# The problem
Check each line of the entries. Copy the ones that contain the string "green".

------ Data records

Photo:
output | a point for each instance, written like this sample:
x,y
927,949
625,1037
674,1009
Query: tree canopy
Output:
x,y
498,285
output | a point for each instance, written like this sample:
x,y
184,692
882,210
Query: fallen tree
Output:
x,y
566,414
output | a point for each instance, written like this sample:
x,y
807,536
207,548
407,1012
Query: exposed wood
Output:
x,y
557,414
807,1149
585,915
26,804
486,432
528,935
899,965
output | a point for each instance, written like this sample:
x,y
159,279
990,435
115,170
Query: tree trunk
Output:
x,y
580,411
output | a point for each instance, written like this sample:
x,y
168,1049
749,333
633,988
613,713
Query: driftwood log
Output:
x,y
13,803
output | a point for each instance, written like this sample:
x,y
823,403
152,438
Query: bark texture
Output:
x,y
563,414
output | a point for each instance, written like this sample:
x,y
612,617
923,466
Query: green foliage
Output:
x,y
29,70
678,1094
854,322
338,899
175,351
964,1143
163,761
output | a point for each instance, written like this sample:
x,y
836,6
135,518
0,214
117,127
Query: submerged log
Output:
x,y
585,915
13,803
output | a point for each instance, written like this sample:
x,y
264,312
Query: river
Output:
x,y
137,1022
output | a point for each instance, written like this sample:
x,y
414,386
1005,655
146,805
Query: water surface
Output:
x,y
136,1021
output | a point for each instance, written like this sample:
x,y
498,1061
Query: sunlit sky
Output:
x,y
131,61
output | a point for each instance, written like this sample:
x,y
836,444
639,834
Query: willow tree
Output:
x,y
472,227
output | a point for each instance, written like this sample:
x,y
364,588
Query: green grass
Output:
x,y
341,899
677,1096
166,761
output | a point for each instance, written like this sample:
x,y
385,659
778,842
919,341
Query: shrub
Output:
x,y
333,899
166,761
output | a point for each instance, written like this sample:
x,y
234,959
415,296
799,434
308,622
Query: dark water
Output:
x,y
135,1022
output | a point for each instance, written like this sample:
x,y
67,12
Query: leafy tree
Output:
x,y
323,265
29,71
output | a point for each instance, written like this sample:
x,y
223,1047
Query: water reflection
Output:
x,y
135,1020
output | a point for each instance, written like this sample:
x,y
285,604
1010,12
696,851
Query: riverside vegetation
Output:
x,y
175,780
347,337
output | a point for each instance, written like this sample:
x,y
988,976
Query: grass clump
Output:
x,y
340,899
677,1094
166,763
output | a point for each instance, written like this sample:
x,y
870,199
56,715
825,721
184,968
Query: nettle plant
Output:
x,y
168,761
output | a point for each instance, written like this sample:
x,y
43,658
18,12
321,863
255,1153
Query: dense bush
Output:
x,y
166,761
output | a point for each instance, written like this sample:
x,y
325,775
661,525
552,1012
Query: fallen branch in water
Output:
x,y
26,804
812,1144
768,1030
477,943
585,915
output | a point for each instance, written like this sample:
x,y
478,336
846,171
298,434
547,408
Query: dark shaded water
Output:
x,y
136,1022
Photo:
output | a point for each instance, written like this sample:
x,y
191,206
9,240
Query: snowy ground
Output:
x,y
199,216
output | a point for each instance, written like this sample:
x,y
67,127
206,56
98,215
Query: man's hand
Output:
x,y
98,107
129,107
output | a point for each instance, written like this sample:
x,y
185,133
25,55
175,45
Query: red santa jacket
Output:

------------

# Completed exercise
Query: green foliage
Query: green grass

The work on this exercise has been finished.